> OBJECTIVE: Can you quote the records verbatim, starting with the line that contains "Report the location of every instance of the front side" and going on through the end of the records?

## START

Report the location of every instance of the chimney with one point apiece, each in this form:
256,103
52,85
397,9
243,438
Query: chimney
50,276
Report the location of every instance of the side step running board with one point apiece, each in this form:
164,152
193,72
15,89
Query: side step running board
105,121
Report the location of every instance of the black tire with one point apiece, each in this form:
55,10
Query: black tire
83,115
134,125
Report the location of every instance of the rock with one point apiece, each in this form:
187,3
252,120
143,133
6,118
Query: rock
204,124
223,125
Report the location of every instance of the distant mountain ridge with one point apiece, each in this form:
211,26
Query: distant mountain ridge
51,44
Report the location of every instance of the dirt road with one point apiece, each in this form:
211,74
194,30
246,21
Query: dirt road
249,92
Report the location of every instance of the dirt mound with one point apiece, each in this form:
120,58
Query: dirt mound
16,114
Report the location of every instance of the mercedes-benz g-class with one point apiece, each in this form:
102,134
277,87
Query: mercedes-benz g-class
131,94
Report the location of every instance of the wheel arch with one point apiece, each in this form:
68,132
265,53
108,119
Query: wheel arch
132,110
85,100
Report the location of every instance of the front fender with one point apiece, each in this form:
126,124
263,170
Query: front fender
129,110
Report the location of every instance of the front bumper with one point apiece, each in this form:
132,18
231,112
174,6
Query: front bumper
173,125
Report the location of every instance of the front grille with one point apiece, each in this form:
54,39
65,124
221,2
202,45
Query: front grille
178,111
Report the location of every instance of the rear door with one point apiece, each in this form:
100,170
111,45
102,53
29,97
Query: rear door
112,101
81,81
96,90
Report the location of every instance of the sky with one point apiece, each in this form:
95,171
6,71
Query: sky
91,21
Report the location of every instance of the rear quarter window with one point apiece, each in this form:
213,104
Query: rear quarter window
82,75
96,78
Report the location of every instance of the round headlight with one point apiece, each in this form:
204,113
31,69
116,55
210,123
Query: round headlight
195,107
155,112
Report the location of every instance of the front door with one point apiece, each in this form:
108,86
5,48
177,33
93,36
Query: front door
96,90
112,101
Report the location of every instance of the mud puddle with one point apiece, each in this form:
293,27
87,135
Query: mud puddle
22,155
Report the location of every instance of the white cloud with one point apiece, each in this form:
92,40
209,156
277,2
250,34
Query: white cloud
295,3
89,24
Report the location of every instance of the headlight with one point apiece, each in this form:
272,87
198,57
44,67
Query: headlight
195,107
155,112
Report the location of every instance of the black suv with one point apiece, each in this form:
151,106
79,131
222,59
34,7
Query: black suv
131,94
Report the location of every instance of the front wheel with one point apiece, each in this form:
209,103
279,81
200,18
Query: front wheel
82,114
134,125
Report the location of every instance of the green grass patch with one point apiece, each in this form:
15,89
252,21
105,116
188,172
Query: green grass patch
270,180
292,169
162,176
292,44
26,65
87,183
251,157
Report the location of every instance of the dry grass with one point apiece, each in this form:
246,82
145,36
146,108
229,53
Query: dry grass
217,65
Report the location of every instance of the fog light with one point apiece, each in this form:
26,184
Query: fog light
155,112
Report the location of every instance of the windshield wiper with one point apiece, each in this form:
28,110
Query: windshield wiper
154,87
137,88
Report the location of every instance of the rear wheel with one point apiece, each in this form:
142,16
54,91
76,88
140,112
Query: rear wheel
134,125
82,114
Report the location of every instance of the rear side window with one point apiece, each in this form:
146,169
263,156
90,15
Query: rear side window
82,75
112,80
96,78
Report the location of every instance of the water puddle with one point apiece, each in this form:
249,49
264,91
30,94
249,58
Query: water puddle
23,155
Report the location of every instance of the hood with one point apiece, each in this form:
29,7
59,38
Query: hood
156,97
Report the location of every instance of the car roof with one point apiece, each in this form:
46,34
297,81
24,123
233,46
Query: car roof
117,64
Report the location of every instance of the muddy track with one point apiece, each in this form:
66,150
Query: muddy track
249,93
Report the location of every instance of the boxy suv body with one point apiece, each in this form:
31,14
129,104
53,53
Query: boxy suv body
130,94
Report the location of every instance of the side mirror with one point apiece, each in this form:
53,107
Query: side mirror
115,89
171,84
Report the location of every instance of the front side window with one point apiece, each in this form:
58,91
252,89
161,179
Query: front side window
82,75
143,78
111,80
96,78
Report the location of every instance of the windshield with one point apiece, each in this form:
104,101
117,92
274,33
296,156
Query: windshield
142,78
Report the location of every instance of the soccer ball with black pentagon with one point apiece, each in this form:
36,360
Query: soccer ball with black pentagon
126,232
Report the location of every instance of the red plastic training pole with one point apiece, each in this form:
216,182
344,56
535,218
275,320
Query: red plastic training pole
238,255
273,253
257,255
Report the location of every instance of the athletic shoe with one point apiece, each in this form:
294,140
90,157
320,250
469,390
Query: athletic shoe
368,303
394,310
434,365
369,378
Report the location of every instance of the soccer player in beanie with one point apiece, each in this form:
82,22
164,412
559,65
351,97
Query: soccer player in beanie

## END

> EXERCISE ANSWER:
Report the location of every instance of the front side window with one point apiece, each in this form:
58,91
252,89
161,179
Query: front side window
82,75
143,78
111,80
96,78
Report the location of every instance of the windshield with one point apiece, each in this form:
104,101
117,92
274,33
296,156
Query: windshield
142,78
Report the location of every instance of the soccer ball with black pentagon with one point apiece, each in this form:
36,360
Query: soccer ball with black pentagon
126,232
Report the location of every instance of the red plastic training pole with one point apiece, each in this form:
216,182
344,56
535,218
275,320
Query: red plastic training pole
238,255
273,253
257,255
Report the location of every instance of the athletic shoe with one point apiece, each in this form:
294,140
90,157
320,250
469,390
Query: athletic shoe
368,303
394,310
434,365
369,378
Report the location of every instance of the soccer player in beanie with one point apiece, each in this form:
82,22
164,412
559,65
351,97
Query: soccer player in beanie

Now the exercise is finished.